▸ **WHAT IS REQUIRED**: Count the lines in the rows below that contain the string "overpass". Reply with the number only.

--- START GIVEN RECORDS ---

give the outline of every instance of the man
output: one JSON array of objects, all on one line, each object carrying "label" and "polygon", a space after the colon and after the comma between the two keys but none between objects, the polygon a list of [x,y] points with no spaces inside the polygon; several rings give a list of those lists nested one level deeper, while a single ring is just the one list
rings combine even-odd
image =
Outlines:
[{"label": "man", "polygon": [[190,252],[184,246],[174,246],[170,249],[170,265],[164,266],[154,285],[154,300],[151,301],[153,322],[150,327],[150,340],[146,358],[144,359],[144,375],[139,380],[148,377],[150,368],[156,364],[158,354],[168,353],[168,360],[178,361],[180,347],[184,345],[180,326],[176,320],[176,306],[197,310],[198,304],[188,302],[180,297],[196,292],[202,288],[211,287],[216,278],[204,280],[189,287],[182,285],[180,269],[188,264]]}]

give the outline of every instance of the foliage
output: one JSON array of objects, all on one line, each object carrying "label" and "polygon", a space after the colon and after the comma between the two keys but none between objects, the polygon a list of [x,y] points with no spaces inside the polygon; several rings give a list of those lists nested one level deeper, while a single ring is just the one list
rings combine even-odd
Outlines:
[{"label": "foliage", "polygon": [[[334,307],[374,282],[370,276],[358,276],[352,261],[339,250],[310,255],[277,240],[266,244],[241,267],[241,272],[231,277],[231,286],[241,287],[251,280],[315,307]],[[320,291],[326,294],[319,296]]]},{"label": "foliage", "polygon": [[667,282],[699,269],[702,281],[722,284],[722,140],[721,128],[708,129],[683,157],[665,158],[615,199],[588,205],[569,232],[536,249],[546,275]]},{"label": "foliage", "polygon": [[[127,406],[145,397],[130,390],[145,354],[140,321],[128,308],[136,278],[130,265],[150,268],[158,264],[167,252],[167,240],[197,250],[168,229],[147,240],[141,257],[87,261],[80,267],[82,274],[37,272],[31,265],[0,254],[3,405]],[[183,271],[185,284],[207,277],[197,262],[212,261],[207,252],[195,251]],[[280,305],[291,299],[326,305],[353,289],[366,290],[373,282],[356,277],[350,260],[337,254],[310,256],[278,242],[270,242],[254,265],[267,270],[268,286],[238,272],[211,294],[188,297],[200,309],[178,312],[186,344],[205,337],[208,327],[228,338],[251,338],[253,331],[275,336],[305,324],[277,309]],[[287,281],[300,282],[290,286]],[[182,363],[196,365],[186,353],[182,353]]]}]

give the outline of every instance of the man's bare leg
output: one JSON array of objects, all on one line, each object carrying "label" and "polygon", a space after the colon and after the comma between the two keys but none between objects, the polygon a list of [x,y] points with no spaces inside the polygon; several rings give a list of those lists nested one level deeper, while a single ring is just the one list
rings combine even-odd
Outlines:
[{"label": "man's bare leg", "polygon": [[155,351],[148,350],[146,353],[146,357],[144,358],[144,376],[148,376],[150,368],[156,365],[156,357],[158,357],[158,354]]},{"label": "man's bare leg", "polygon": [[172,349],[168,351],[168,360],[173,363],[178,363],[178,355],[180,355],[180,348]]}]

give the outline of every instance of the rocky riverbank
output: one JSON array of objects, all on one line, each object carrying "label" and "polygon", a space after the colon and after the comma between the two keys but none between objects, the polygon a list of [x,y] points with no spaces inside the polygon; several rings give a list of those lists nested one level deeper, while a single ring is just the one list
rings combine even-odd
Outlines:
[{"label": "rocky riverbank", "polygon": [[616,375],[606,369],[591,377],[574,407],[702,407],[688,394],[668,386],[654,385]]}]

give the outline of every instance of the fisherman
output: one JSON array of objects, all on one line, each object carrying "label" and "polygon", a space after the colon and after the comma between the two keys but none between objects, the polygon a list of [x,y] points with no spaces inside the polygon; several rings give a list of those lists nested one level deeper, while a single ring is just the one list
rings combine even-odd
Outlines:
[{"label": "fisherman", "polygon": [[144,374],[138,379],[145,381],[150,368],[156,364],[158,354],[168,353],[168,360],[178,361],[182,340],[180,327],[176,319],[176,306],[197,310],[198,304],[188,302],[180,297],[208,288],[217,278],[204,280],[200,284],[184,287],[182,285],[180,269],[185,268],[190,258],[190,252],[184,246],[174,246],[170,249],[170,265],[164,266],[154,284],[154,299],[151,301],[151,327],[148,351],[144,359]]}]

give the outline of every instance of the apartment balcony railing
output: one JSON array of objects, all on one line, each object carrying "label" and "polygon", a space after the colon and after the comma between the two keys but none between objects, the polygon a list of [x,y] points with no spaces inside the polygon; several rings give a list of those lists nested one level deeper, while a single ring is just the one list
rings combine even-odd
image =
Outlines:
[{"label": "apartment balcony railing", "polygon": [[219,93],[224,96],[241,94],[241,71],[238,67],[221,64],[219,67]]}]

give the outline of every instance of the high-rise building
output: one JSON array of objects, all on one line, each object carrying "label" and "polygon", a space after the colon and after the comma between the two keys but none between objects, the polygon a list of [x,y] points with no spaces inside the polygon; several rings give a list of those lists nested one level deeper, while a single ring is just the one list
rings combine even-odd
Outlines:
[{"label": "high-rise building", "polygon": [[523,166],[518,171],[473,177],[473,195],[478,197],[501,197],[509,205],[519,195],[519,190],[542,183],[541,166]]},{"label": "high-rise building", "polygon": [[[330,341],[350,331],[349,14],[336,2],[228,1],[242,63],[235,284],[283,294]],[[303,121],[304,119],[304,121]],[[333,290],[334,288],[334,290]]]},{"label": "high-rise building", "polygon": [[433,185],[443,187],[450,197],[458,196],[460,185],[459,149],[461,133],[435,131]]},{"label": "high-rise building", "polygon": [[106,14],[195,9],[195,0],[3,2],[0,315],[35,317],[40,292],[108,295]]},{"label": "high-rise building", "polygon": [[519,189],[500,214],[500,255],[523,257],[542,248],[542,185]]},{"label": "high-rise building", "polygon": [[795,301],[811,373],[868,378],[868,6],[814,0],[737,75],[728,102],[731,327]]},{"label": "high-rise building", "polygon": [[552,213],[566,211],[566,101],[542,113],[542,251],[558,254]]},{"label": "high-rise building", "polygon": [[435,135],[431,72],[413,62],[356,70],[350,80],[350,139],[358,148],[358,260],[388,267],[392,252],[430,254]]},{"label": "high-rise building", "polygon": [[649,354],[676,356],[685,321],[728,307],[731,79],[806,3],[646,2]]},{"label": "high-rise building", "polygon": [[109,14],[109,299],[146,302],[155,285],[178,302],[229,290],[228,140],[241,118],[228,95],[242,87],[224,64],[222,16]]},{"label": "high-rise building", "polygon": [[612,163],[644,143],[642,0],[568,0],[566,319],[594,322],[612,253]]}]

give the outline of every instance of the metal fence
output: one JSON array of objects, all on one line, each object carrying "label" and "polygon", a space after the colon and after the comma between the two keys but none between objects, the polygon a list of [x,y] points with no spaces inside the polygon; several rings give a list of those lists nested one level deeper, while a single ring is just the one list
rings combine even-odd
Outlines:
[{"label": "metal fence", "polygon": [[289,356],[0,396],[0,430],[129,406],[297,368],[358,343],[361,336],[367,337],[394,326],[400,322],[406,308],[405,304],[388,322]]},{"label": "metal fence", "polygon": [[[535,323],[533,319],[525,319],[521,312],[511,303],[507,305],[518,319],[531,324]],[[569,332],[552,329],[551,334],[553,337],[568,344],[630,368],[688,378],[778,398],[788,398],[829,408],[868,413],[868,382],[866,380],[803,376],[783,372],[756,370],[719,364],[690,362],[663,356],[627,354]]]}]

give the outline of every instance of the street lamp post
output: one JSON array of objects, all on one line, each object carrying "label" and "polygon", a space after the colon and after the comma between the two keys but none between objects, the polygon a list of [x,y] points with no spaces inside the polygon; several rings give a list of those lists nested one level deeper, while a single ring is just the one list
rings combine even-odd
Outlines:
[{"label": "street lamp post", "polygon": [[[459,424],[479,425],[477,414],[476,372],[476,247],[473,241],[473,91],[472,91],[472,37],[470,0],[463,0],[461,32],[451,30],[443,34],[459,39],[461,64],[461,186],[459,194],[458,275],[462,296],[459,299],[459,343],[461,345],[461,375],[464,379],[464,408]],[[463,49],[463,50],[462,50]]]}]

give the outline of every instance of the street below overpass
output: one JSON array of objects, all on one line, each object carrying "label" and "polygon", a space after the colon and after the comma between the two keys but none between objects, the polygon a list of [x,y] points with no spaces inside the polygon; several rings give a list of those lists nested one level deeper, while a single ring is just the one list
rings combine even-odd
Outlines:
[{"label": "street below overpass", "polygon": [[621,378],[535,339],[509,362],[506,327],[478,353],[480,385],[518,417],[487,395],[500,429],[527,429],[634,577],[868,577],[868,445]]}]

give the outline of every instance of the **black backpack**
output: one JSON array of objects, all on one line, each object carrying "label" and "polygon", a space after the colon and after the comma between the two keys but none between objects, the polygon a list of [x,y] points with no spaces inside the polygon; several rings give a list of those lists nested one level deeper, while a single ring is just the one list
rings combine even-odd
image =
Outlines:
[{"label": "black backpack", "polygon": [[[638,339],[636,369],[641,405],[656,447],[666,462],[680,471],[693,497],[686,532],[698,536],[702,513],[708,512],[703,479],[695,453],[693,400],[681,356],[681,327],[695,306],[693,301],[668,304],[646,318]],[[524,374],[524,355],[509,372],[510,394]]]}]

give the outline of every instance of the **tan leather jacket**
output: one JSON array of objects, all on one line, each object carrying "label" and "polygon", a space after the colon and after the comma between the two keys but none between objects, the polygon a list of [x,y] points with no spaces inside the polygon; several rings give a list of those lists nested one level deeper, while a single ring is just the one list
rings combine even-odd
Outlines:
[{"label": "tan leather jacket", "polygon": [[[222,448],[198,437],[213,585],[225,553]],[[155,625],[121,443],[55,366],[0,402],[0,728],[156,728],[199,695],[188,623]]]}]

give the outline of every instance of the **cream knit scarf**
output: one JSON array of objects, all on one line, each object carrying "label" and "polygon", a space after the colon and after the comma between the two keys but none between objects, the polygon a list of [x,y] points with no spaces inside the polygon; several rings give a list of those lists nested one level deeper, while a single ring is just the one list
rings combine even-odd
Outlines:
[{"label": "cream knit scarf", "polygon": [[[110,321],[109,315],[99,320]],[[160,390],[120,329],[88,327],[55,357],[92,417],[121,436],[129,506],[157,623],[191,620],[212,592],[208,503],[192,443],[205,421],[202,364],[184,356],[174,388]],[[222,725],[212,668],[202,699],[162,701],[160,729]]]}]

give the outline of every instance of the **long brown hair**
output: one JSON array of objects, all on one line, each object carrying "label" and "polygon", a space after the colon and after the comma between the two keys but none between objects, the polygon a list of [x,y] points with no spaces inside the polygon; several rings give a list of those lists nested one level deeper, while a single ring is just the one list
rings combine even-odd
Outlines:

--- END GIVEN RECORDS ---

▸ **TASK SOLUTION**: 2